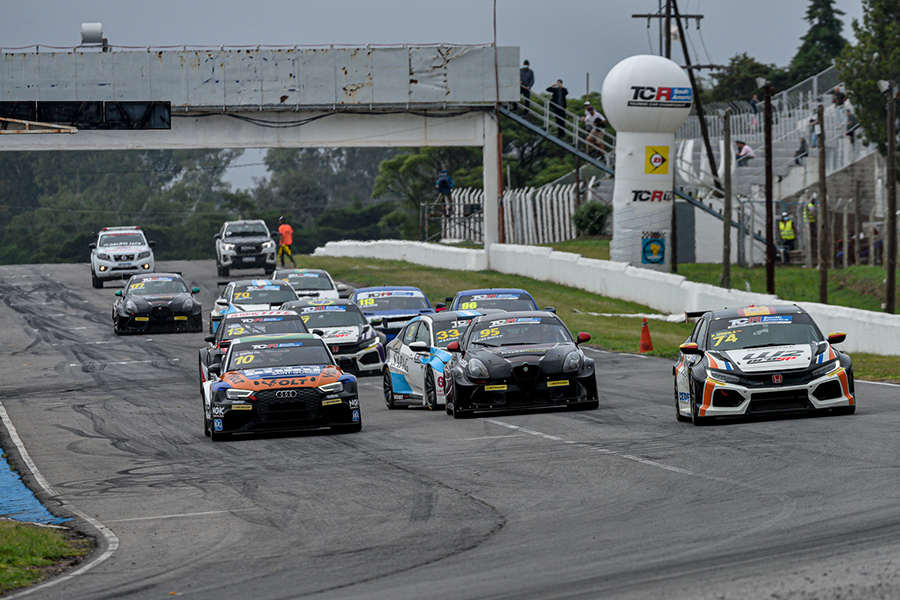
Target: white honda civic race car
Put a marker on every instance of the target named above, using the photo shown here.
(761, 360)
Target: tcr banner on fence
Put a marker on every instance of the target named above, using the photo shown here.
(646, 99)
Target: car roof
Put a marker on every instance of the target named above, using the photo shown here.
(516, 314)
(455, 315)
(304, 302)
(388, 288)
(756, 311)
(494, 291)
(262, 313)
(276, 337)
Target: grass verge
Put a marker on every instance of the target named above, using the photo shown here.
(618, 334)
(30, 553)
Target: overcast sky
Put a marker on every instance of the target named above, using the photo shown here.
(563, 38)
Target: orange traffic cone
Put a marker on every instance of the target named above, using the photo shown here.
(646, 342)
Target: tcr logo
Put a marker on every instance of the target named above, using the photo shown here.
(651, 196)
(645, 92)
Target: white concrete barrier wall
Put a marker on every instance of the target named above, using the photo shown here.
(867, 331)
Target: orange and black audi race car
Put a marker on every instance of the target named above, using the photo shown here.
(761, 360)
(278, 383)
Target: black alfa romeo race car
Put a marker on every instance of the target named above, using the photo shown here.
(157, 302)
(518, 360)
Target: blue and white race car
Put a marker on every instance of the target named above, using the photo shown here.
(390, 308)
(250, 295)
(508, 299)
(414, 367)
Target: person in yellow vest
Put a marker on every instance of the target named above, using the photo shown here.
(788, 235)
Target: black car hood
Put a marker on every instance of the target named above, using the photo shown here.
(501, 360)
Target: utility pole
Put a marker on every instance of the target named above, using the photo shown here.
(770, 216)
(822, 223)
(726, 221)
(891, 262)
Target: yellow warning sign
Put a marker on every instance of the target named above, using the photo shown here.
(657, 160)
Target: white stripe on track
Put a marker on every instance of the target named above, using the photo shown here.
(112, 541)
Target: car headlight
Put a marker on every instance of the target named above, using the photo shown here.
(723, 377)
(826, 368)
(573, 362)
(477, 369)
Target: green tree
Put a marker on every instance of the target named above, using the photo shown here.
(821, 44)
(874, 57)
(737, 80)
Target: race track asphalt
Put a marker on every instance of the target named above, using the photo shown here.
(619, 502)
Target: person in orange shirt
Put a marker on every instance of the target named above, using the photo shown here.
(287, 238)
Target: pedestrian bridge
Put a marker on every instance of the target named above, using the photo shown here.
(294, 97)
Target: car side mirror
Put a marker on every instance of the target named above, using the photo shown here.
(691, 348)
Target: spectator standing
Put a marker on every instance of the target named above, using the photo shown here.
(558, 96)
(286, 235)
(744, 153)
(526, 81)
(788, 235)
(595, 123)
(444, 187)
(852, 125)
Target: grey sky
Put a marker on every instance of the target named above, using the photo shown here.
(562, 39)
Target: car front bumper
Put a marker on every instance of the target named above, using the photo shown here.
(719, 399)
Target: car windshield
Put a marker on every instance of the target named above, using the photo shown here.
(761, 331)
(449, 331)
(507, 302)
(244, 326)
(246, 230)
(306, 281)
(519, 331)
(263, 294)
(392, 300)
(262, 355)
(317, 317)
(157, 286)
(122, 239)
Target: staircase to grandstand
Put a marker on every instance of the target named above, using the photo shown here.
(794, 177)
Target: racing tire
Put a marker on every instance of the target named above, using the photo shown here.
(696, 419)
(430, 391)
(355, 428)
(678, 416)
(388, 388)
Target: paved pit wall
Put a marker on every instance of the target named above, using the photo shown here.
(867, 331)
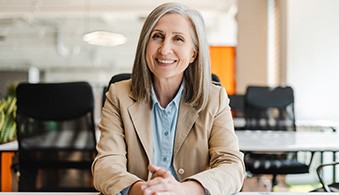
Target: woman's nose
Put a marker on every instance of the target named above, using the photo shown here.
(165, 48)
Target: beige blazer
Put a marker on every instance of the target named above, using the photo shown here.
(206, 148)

+-------+

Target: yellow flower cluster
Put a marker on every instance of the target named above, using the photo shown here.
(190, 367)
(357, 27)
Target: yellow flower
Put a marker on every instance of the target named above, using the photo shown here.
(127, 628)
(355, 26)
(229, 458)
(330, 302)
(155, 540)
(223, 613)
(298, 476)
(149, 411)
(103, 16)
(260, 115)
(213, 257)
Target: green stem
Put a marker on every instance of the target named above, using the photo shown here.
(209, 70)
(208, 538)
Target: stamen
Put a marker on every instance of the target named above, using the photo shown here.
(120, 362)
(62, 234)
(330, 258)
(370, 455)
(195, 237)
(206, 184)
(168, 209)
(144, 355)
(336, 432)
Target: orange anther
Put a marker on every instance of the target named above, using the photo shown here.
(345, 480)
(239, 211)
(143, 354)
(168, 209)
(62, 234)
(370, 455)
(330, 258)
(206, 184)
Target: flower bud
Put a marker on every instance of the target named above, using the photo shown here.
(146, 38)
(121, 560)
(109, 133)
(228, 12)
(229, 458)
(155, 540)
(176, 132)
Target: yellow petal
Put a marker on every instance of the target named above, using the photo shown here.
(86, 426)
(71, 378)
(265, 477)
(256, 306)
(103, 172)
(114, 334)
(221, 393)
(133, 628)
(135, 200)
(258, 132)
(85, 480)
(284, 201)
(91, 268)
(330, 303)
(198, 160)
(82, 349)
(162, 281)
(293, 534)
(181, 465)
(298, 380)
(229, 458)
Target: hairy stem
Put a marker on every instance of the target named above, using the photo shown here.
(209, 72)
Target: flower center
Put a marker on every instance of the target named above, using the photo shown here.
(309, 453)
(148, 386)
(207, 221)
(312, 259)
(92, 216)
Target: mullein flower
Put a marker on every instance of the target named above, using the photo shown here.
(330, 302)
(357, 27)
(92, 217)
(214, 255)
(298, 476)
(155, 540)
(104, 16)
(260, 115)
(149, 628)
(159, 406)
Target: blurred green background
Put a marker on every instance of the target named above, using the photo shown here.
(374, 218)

+-------+

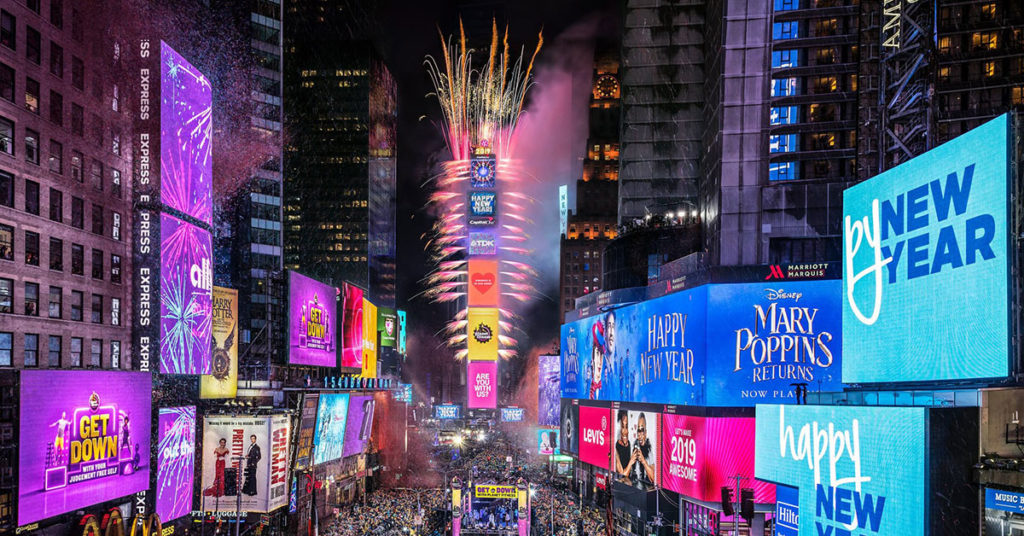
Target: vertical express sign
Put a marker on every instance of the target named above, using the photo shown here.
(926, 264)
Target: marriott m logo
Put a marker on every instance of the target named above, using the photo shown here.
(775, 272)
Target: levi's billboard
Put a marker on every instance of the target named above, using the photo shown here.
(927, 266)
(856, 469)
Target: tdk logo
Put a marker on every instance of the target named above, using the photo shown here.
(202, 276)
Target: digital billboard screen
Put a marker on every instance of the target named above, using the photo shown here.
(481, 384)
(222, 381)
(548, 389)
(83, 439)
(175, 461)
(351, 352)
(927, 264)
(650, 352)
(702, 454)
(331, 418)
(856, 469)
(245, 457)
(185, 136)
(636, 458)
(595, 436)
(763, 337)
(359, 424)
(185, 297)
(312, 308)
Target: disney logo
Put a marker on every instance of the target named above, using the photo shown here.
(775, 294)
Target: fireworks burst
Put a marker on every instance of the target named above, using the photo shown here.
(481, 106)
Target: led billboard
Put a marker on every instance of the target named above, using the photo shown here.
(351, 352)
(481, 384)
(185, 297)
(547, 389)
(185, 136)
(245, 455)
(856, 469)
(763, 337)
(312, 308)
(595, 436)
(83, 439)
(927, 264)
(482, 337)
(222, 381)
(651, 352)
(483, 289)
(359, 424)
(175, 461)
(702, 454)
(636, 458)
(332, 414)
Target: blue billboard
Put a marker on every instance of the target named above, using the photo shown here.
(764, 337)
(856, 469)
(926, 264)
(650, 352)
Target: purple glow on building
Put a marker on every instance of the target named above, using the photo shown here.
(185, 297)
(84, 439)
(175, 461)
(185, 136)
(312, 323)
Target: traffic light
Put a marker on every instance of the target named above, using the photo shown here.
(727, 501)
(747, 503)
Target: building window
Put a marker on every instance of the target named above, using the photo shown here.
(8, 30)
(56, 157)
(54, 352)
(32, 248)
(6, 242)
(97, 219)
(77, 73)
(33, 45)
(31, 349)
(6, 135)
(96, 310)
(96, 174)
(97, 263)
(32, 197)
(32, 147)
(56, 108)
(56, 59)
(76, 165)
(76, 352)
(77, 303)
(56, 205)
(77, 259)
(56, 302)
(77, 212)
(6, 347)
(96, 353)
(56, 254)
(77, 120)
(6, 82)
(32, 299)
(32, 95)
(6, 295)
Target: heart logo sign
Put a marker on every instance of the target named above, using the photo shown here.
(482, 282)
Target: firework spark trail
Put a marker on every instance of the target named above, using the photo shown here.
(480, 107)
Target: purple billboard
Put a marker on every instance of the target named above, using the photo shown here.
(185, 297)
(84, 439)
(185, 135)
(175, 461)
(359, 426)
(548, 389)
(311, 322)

+-------+

### REQUIRED WORK
Scan the data above. Return every line with "wall" in it.

### ANSWER AREA
Target: white concrete barrier wall
Target: paved pit wall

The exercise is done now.